TEXTE CITÉ
┌──

On aurait préféré ne pas les avoir ce spectacle devant les yeux, mais les blessés étaient nombreux à stationner autour de la Gare de l’Est. Certains en convalescence, attendant de repartir au front, d’autres définitivement démobilisés et souvent poussés à la mendicité.
Peu d’artistes les ont représentés. Ces hommes mis hors combat ne favorisaient pas le moral des troupes et ne représentaient pas forcément l’idée que se faisait la population du valeureux poilu. Julien Le Blant, dans un souci de documenter au plus près la réalité de la gare et de ses environs pendant la grande guerre, nous en donne un émouvant aperçu.
Lors de la première guerre mondiale, de nombreux artistes ont été
engagés officiellement sur le front pour témoigner de manière moins crue
qu’avec la photographie, de la violence des combats, de la dure réalité de la
vie des tranchées et de la bravoure des soldats.
Julien Le Blant et Théophile-Alexandre Steinlen, artistes reconnus,
auraient voulu les rejoindre, mais en raison de leur âge avancé (63 et 55 ans)
leur souhait n’a pas été exaucé.
Ils ont alors eu la même idée : observer et rendre compte de la vie
à l’arrière et se sont tous deux positionnés régulièrement à l’emplacement stratégique
de Paris, celui qui marque la frontière entre la vie civile et militaire,
véritable « porte de l’enfer » durant ces années terribles: la
gare de l’Est.
Sur les marches ou dans le hall,
sur le parvis ou sur les quais, les deux artistes vont être témoins d’une multitude
de petits drames quotidiens induits par la guerre. Plutôt que de mettre en
avant la fière allure du guerrier intrépide, ils témoigneront surtout de la
profonde détresse humaine vécue par ces êtres humains qui, en ayant vécu le
plus normalement et simplement du monde se sont retrouvés un matin dans le
couloir de la mort.
La plupart des soldats de la gare sont des permissionnaires qui bénéficient de quelques jours de repos avant de retourner au combat. Vêtus comme des clochards, ils débarquent en masse, le regard perdu, le visage mangé par une barbe en broussailles. Ils ne savent pas s’ils doivent se réjouir de revoir leur femme, sachant que le départ prochain sera encore plus cruel. Les épouses s’épouvantent de constater que leur mari n’est plus le même et bien souvent, les enfants ne reconnaissent pas leur papa. On voit errer des solitaires, qui débarquent à Paris n’ayant pas le temps de rentrer dans leur village du fin fond de la France. Ils dorment à même les marches ou sur un banc public. Au vu des sacrifices consentis pour la patrie, les poilus étaient persuadés qu’ils allaient être reçus en héros mais ils doivent rapidement déchanter.

└──

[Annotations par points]

┌──

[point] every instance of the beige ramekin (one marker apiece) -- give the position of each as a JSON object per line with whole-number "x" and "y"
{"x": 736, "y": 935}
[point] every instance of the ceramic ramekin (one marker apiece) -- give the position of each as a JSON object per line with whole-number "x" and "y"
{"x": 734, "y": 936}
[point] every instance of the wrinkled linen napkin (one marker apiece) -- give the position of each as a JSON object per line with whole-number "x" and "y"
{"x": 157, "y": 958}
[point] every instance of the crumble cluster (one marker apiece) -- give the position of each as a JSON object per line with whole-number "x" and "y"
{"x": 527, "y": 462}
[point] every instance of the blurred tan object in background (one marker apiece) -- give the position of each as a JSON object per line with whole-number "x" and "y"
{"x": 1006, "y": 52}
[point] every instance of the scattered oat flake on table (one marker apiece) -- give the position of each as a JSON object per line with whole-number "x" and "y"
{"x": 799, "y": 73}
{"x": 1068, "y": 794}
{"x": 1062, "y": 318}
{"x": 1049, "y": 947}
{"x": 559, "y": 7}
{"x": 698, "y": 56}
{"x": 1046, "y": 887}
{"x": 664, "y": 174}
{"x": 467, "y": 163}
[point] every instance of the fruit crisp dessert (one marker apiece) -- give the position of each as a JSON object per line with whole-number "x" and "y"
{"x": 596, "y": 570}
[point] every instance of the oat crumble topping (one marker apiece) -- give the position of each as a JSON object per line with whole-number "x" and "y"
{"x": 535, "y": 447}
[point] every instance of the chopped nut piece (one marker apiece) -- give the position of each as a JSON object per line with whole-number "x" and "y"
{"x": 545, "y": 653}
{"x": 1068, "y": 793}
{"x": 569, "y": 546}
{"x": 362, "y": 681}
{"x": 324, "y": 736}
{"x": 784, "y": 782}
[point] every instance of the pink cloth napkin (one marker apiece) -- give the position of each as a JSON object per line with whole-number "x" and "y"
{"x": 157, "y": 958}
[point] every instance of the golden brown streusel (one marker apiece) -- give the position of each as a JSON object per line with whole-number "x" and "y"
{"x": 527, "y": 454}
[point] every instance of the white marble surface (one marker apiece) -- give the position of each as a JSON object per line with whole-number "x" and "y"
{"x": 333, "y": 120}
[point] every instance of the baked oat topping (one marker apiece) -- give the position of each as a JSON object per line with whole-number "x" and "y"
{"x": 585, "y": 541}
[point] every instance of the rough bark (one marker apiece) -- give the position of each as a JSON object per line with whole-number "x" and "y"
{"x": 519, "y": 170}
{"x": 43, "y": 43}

└──

COURT EXERCICE 1
Expliquez, en une à trois phrases et d'après le texte sur la gare de l'Est, pourquoi Julien Le Blant et Théophile-Alexandre Steinlen n'ont pas rejoint les artistes engagés sur le front.
COURT EXERCICE 2
Dans le texte sur la gare de l'Est, relevez tous les endroits de la gare où les deux artistes vont être témoins des petits drames quotidiens de la guerre.
COURT EXERCICE 3
Selon le texte sur la gare de l'Est, où dorment les soldats solitaires qui n'ont pas le temps de rentrer dans leur village ?
Ces entrées n'ont aucun lien avec le texte sur la gare de l'Est.

RÉPONSE 1
Leur souhait n'a pas été exaucé en raison de leur âge avancé, 63 et 55 ans. Ils ont alors choisi d'observer et de rendre compte de la vie à l'arrière, à la gare de l'Est.

RÉPONSE 2
Les marches, le hall, le parvis, les quais.

RÉPONSE 3
À même les marches ou sur un banc public.